El orgullo de la mixtura
América es un nuevo mundo sobre todo porque fue capaz de asimilar la confluencia de pueblos y razas que vinieron a buscar aquí una oportunidad de una vida mejor.
Cuando los paisajes ya estaban pintados, los seres humanos todavía éramos acuarela seca.
Es decir, hemos venido al planeta cuando ya estaban hechas muchas cosas. Y no hemos brotado del suelo como plantas, sino que siempre hemos llegado desde algún impreciso punto de partida. Todos venimos de otro lugar.
De las capacidades con las que la naturaleza y la evolución dotaron a los seres humanos, la de pararse sobre dos piernas fue decisiva en su camino a la conquista del planeta.
Acaso todavía era un homínido cuando empezó a sentir no sólo que le daba en la cara una brisa más fresca que los vapores calientes que subían desde el piso cercano para su vieja condición de cuadrúpedo, sino que fue capaz de mirar más allá, de descubrir con sus propios ojos el horizonte y, con él, la tentación de andar, de perseguir esa inalcanzable línea en la que se reúnen el cielo y la tierra.

======

▸ Ejercicios por resolver:
A. Resume en una o dos oraciones el párrafo del extracto que comienza con «Acaso todavía era un homínido», sin perder sus datos principales.
B. Transcribe sin cambios todo el extracto desde «Cuando los paisajes» hasta «de otro lugar.».

======

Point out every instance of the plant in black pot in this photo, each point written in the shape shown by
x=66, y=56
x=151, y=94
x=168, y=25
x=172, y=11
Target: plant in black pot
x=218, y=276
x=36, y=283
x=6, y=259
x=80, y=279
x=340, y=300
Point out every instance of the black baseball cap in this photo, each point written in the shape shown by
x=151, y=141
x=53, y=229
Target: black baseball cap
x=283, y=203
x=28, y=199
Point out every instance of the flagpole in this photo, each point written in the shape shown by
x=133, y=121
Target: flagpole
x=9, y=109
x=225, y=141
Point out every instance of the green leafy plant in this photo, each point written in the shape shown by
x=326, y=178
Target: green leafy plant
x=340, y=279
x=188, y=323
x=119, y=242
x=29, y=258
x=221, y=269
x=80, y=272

======

▸ Solucionario:
A. Quizá cuando aún era un homínido, al erguirse, sintió en la cara una brisa más fresca que los vapores calientes que subían del suelo. También pudo mirar a lo lejos, descubrir el horizonte y sentir la tentación de caminar tras esa línea inalcanzable donde se unen el cielo y la tierra.

B.
Cuando los paisajes ya estaban pintados, los seres humanos todavía éramos acuarela seca.
Es decir, hemos venido al planeta cuando ya estaban hechas muchas cosas. Y no hemos brotado del suelo como plantas, sino que siempre hemos llegado desde algún impreciso punto de partida. Todos venimos de otro lugar.